ASSIGNMENT: Please retype every entry as written, and keep the pictures out.

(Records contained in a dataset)

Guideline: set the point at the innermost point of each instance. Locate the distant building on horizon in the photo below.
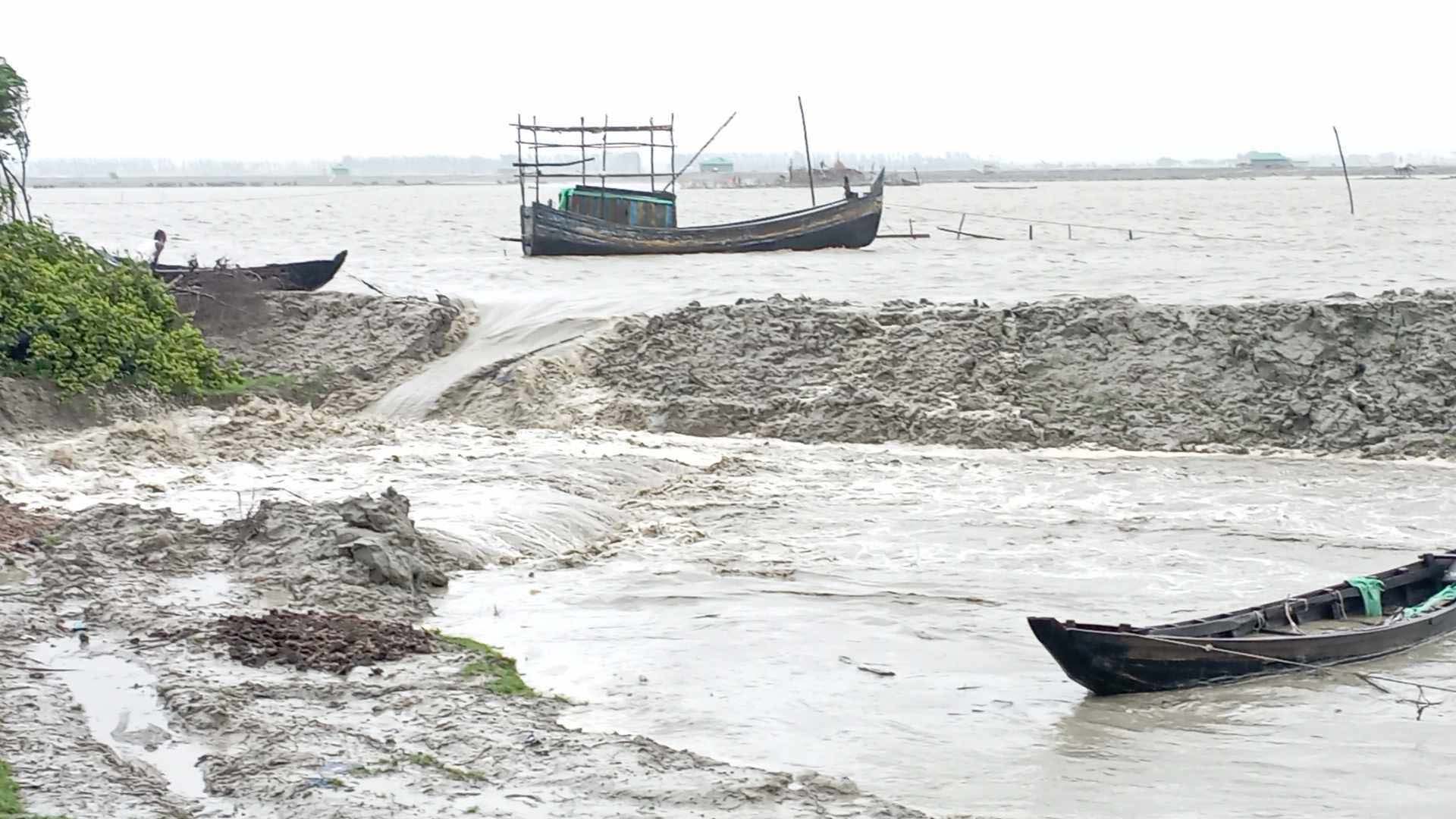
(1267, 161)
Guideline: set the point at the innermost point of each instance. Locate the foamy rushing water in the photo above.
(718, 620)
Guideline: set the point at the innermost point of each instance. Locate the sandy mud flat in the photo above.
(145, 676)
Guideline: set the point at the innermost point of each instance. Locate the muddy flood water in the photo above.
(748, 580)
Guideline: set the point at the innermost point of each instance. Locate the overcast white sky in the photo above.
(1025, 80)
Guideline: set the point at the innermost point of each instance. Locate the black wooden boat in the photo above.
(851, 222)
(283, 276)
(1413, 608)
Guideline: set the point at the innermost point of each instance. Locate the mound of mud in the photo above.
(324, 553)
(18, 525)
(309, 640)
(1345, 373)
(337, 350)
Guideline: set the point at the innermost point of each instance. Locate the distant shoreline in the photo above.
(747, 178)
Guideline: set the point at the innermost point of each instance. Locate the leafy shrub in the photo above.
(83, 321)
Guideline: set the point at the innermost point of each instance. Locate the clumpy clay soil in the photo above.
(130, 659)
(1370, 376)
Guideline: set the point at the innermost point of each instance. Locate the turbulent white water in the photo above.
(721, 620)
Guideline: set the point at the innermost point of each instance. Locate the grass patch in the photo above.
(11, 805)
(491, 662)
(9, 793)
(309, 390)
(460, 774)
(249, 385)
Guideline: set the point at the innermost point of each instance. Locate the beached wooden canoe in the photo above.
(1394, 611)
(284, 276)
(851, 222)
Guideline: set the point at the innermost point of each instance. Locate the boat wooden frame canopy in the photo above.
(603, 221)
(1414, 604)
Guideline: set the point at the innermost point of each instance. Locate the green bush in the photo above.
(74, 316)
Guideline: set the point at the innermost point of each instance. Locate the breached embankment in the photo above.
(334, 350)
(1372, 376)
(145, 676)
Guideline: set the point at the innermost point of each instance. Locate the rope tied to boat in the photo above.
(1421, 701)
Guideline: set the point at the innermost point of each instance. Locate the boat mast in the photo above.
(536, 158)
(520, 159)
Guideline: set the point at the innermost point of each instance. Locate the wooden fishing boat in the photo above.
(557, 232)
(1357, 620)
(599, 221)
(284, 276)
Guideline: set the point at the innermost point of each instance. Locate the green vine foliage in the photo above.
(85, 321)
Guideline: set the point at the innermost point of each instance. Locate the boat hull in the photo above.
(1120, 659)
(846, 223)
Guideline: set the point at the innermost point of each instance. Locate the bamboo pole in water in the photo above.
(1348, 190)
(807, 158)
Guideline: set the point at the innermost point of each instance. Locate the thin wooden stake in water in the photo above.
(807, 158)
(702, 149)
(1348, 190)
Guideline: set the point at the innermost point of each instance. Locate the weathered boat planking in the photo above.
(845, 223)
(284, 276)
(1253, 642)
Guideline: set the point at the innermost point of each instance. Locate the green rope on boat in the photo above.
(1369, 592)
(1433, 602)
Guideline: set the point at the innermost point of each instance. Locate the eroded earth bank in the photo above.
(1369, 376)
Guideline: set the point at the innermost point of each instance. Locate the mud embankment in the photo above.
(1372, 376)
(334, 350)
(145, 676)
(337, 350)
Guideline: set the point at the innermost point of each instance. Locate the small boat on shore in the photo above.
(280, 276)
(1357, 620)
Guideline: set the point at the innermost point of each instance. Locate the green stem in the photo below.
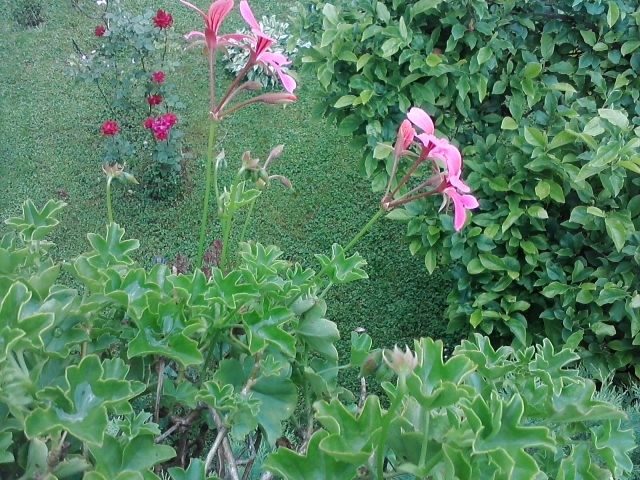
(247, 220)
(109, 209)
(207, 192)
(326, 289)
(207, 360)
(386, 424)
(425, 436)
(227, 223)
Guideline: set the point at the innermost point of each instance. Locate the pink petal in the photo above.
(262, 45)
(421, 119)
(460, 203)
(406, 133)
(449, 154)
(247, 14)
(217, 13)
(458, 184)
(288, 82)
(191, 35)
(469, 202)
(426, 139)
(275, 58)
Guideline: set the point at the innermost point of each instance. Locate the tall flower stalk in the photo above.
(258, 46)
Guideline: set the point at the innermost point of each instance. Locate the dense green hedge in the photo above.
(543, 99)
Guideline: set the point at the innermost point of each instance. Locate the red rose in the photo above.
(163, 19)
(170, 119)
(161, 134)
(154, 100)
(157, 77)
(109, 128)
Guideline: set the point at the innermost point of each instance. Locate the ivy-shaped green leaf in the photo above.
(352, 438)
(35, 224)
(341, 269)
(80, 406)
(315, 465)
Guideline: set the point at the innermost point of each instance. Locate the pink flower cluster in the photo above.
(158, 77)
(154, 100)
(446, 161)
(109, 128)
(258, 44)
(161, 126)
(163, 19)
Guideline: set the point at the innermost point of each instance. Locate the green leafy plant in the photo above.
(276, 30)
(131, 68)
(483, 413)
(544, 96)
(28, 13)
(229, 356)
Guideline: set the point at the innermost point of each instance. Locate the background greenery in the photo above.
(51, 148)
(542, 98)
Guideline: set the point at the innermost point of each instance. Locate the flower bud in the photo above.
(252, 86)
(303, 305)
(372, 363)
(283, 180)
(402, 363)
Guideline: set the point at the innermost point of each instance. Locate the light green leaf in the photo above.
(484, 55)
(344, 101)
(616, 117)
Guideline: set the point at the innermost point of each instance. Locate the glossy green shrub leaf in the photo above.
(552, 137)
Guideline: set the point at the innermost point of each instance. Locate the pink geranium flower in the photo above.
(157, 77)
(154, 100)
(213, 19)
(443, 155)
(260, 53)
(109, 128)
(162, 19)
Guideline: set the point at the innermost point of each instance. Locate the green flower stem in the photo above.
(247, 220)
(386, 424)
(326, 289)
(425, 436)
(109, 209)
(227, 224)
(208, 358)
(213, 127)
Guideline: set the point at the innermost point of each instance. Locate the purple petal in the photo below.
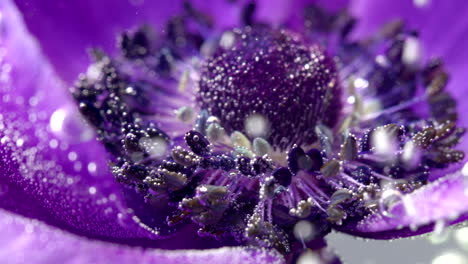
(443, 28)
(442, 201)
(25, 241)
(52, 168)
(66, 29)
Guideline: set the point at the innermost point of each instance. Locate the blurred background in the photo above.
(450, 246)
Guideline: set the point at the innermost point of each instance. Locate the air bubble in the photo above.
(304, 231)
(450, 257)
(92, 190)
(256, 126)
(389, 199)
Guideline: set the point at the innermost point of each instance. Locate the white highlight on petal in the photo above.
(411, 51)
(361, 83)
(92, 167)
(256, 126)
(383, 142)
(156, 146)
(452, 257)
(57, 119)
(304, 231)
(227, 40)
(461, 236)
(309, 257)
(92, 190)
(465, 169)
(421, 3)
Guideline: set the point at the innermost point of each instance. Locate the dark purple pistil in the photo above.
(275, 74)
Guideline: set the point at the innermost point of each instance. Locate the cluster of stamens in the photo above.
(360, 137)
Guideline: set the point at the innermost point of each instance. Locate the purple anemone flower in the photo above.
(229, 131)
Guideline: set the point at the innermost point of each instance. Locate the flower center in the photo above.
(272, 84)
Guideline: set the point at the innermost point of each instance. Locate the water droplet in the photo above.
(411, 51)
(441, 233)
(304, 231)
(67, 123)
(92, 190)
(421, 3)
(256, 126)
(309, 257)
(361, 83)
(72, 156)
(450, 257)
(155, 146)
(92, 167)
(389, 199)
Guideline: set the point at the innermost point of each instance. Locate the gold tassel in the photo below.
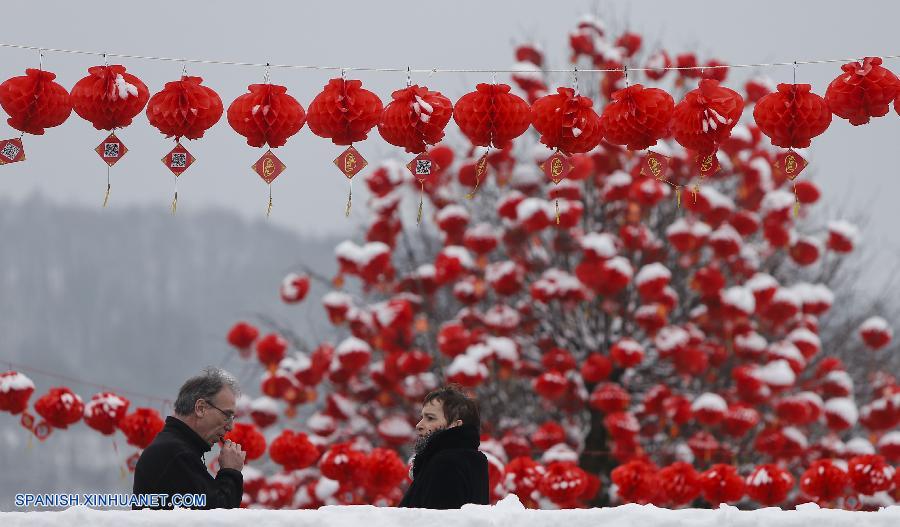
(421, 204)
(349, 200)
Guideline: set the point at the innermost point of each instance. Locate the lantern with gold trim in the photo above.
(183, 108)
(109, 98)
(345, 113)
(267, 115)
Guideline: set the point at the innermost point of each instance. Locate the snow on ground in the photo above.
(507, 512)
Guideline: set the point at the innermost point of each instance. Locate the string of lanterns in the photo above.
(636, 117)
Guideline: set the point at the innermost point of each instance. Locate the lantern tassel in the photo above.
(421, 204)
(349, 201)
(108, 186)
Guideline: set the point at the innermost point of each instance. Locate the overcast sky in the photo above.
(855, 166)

TASK SOLUTION:
Guideline: set the point at the innermost point of each instance. Locate the distant building on horizon in the photo below.
(1267, 161)
Guideline: set the point at the innermost point of each instance. Locate the foamy rushing water in the photo above.
(718, 620)
Guideline: set the point at the innermost point of each instance. Locate the sandy mud flat in the photo above.
(145, 676)
Guideline: set the point at the innermost point of each instance. Locate the muddy flood water in the photo above.
(748, 580)
Guideline: set the point at the innermost point of each instance. Locate the overcast white sky in the photo above.
(1025, 80)
Guideline: set the point at the innermost point of each instance. Locate the black wooden boat in the photo above.
(851, 222)
(283, 276)
(1413, 608)
Guideline: set the point at the innermost point of each instance. Locate the mound of mud in the photo above.
(324, 553)
(18, 525)
(309, 640)
(1345, 373)
(337, 350)
Guideline: set the point at the innermost point of each instance. Locate the distant shoreline in the photo above.
(747, 178)
Guideline: set the point at the innermost point of each instance. Locate the leafy shrub in the photo above.
(83, 321)
Guideline: set the point at the innermost point of each instance. Locate the clumpy clay soil in the photo above.
(130, 659)
(1370, 376)
Guideline: set the point at the innermost point of each instance. Locate the turbulent white water in the photo above.
(721, 620)
Guideline: set the point at the innermost point of each instance. Locate the grass patch in the photo above.
(11, 805)
(491, 662)
(9, 793)
(309, 390)
(460, 774)
(249, 385)
Guideline: set the point at the innermost point of each instance. Locate the beached wooden canoe in the photo above.
(1394, 611)
(284, 276)
(851, 222)
Guideline: set the point at the innermost point of each instance. Locate the boat wooden frame canopy in the photo above.
(603, 221)
(1414, 604)
Guideline: set the point at the innermost point of each instance. Locate the green bush in the photo above.
(74, 316)
Guideline: set the point at the innermost point of each instance. Locate the breached embankment in the photo above.
(334, 350)
(1372, 376)
(145, 676)
Guideline: set the point at the innermost point of each instance. Locate the rope tied to boat in the photo above.
(1421, 701)
Guideline: set the point at the innermost point of each instance. Locate the boat mast in the photo above.
(536, 158)
(520, 159)
Guideline: set the point at the innermost point of each instance. Locate the wooden fishing boat in the photo above.
(557, 232)
(1357, 620)
(599, 221)
(284, 276)
Guideline: set the point at the innermost point of each instance. Locate the green vine foliage in the photo above.
(85, 321)
Guideline: set the point at the innermost point of each instance. Locate the boat hull in the photo above.
(1120, 659)
(846, 223)
Guideline: set the point at the innermost point of each instance. Locate the bamboo pole in water in the photo above.
(1348, 190)
(807, 158)
Guideline: set the point at the innermost point of each instance. Locate the thin wooden stake in water in the photo above.
(807, 158)
(702, 149)
(1348, 190)
Guideline: set the point at the innermost point of each instance. Locate the weathered boat planking in the photo above.
(845, 223)
(284, 276)
(1253, 642)
Guideline: set the point at the innermost point of each instance. Locate the green rope on boat in the photo above.
(1369, 592)
(1433, 602)
Guideline: set the point at the innermost point of each instance. Locate the eroded earth bank in the photo above.
(1369, 376)
Guideline: set the point at the innermost point of each instance. Locate the mud embankment in the photo above.
(1372, 376)
(334, 350)
(145, 676)
(337, 350)
Guideline: set the point at the innermost point of each instance. Locate the small boat on shore in the photo above.
(280, 276)
(1357, 620)
Guideline: set the point at the innermost point of each instance. Locate the green stem in the photo below.
(247, 220)
(109, 209)
(207, 192)
(326, 289)
(207, 360)
(386, 424)
(425, 436)
(227, 223)
Guideline: set the point at the innermost point of each instance. Locate the pink petal in the photo above.
(262, 45)
(421, 119)
(460, 203)
(406, 133)
(449, 154)
(247, 14)
(217, 13)
(458, 184)
(288, 82)
(191, 35)
(469, 202)
(426, 139)
(275, 58)
Guideline: set the point at the innermost point of each instance. Locate the tall flower stalk in the photo above.
(258, 46)
Guideline: set the point at the innermost point of each instance. Locate the dense green hedge in the photo above.
(543, 99)
Guideline: set the point at the innermost point of each instance. Locate the red rose in the photo above.
(163, 19)
(170, 119)
(161, 134)
(154, 100)
(157, 77)
(109, 128)
Guideline: set the point at the innermost point of each instance. Locate the ivy-shaped green leaf in the photo above.
(352, 438)
(35, 224)
(341, 269)
(80, 406)
(315, 465)
Guideline: set the point at the innermost point of each instance. Locate the pink flower cluster in the photo above.
(158, 77)
(154, 100)
(446, 161)
(109, 128)
(258, 44)
(161, 126)
(163, 19)
Guideline: set the point at the innermost point of each instance. Locate the green leafy plant in the photo above.
(276, 30)
(131, 68)
(483, 413)
(544, 96)
(28, 13)
(229, 356)
Guideline: set the point at the innermost point of each instance. Locate the background greenery in the photo above.
(51, 148)
(542, 98)
Guideline: set the point at the innermost point of each instance. Locate the flower bud in the photo above.
(252, 86)
(303, 305)
(372, 363)
(283, 180)
(402, 363)
Guideline: set the point at the innermost point of each instance. Locate the light green leaf in the photo above.
(484, 55)
(344, 101)
(616, 117)
Guideline: set the point at the innermost point of each instance. Locate the glossy green shrub leaf in the photo above.
(552, 137)
Guideline: set the point at the innermost point of each instance. Locate the pink geranium flower in the photo above.
(157, 77)
(154, 100)
(213, 19)
(443, 155)
(260, 53)
(109, 128)
(162, 19)
Guideline: set the point at the innermost point of each instance. Locate the green flower stem in the photo above.
(247, 220)
(386, 424)
(326, 289)
(425, 436)
(109, 209)
(227, 224)
(208, 358)
(213, 127)
Guideline: set the point at the innermost point of each instance. Locate the purple petal in the photo below.
(443, 28)
(442, 201)
(25, 241)
(52, 168)
(66, 29)
Guideline: set the point at the innermost point of each instance. Locate the blurred background in the photo above.
(450, 246)
Guideline: set the point at the innermost point of each instance. Locate the air bubble in the photo above.
(304, 231)
(450, 257)
(92, 190)
(256, 126)
(389, 199)
Guideline: set the point at the innermost point of each instance. Locate the white highlight on petal in the photo above.
(411, 51)
(361, 83)
(92, 167)
(256, 126)
(383, 142)
(156, 146)
(452, 257)
(57, 119)
(304, 231)
(227, 40)
(461, 236)
(309, 257)
(92, 190)
(465, 169)
(421, 3)
Guideline: set the point at the innermost point of each instance. Locate the dark purple pistil in the photo above.
(275, 74)
Guideline: set the point at the innermost point of each instance. Locate the cluster of stamens in the photo above.
(360, 137)
Guideline: set the point at the innermost point of each instance. Locate the purple anemone flower in the photo above.
(229, 131)
Guideline: set the point at the innermost point of each instance. Locate the flower center in the photo above.
(272, 84)
Guideline: set the point at the innermost point of each instance. Locate the water droplet in the photo above.
(411, 51)
(441, 233)
(304, 231)
(67, 123)
(92, 190)
(421, 3)
(256, 126)
(309, 257)
(361, 83)
(72, 156)
(450, 257)
(155, 146)
(92, 167)
(389, 199)
Guideline: set the point at the innermost point of each instance. Locate the gold tassel in the photo below.
(421, 204)
(349, 200)
Guideline: set the point at the innermost point of each instance. Locate the lantern with gold trim in the photo above.
(183, 108)
(109, 98)
(345, 113)
(267, 115)
Guideline: set the point at the innermost point of each instance. Locate the snow on ground in the photo above.
(507, 512)
Guideline: set the point at the innermost point of each instance. Locate the string of lanterns in the photo above.
(636, 117)
Guideline: set the point at the innermost point of each instance. Locate the lantern tassel in the photo above.
(421, 204)
(349, 201)
(108, 186)
Guideline: set the point at the innermost point of each instance. Locate the overcast sky in the photo above.
(855, 166)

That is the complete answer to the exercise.